◆ PROBLEM DETAILS:
Word for word, retype the entire listing.

◆ EXERCISE DATA:
○ ○ ○ ○
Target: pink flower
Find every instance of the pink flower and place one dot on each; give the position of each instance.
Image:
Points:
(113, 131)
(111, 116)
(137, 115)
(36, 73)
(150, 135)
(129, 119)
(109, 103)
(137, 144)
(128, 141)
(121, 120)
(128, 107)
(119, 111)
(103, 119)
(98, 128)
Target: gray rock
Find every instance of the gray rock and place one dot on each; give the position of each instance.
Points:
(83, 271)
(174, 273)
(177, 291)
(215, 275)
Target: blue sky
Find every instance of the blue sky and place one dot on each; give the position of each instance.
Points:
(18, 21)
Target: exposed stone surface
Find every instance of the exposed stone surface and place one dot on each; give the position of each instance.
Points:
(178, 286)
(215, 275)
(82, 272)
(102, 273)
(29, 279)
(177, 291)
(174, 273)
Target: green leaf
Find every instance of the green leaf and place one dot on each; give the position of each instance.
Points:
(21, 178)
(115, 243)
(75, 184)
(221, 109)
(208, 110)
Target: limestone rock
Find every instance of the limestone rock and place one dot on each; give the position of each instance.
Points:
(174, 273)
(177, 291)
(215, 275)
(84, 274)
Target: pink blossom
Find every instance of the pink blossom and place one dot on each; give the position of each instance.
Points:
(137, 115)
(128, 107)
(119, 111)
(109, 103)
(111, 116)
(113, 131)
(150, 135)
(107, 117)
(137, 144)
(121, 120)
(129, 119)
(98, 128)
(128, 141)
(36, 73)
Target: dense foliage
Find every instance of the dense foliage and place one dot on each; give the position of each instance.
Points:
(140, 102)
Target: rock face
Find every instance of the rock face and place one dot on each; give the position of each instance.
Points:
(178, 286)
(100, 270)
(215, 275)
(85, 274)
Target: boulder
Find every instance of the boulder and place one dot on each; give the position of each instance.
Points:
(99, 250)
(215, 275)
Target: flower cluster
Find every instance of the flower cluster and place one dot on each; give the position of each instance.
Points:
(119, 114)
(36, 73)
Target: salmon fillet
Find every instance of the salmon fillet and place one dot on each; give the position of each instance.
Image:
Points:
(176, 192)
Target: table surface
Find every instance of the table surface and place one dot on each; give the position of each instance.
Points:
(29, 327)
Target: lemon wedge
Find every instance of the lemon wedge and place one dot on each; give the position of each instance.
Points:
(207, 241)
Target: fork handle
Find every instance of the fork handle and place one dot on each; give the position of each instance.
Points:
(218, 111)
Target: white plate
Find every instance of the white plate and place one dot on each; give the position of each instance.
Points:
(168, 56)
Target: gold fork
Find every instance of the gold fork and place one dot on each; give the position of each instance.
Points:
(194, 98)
○ ○ ○ ○
◆ REPLY TO THE EXERCISE:
Target: pink flower
Find every instance of the pink flower and place one dot on each; give the position of each instance.
Image:
Points:
(113, 131)
(111, 116)
(137, 115)
(36, 73)
(150, 135)
(129, 119)
(109, 103)
(137, 144)
(128, 141)
(121, 120)
(128, 107)
(119, 111)
(103, 119)
(98, 128)
Target: gray rock
Find every instance of the gray rock and place one dot on each; give the position of each instance.
Points:
(83, 271)
(174, 273)
(177, 291)
(215, 275)
Target: blue sky
Find every instance of the blue sky and place one dot on each; give the position of each instance.
Points:
(18, 21)
Target: exposed stone surface
Find every instance of the exposed stone surface and place one dot on each; give the position of each instance.
Points:
(178, 286)
(215, 275)
(82, 272)
(102, 273)
(29, 279)
(177, 291)
(174, 273)
Target: green leaf
Find every instance of the green leaf and place one dot on each; give the position of each instance.
Points:
(21, 178)
(115, 243)
(75, 184)
(221, 109)
(208, 110)
Target: limestone rock
Find every instance of the limestone rock and place one dot on each; give the position of each instance.
Points:
(174, 273)
(177, 291)
(215, 275)
(84, 274)
Target: pink blossom
Find every instance of the pink blossom and place one dot on each; give the position of each instance.
Points:
(137, 115)
(128, 107)
(119, 111)
(109, 103)
(111, 116)
(113, 131)
(150, 135)
(107, 117)
(137, 144)
(121, 120)
(129, 119)
(98, 128)
(128, 141)
(36, 73)
Target: dense foliage
Find every instance of the dense foliage and place one dot on each; give the position of each instance.
Points:
(140, 102)
Target: rock face
Find every instance of the rock face and place one dot on each; give the position of each instance.
Points:
(178, 286)
(100, 270)
(215, 275)
(85, 274)
Target: boulder
Find every instance of the boulder and place one dot on each; give the position of each instance.
Points:
(99, 250)
(215, 275)
Target: flower cluster
Find every instance of the flower cluster and place one dot on each; give the position of each instance.
Points:
(119, 114)
(36, 73)
Target: salmon fillet
Find every instance of the salmon fillet and place one dot on each; give the position of each instance.
Image:
Points:
(176, 192)
Target: table surface
Find every instance of the table surface and place one dot on each; give the position of each instance.
Points:
(29, 327)
Target: lemon wedge
Find every instance of the lemon wedge and place one dot on each; give the position of each instance.
Points:
(207, 241)
Target: fork handle
Find every instance of the fork handle and place one dot on each; give the position of each instance.
Points:
(218, 111)
Target: white plate
Find every instance of the white plate and place one dot on each; give the position of each instance.
Points:
(168, 56)
Target: gold fork
Find every instance of the gold fork and place one dot on each; give the position of each instance.
Points:
(194, 98)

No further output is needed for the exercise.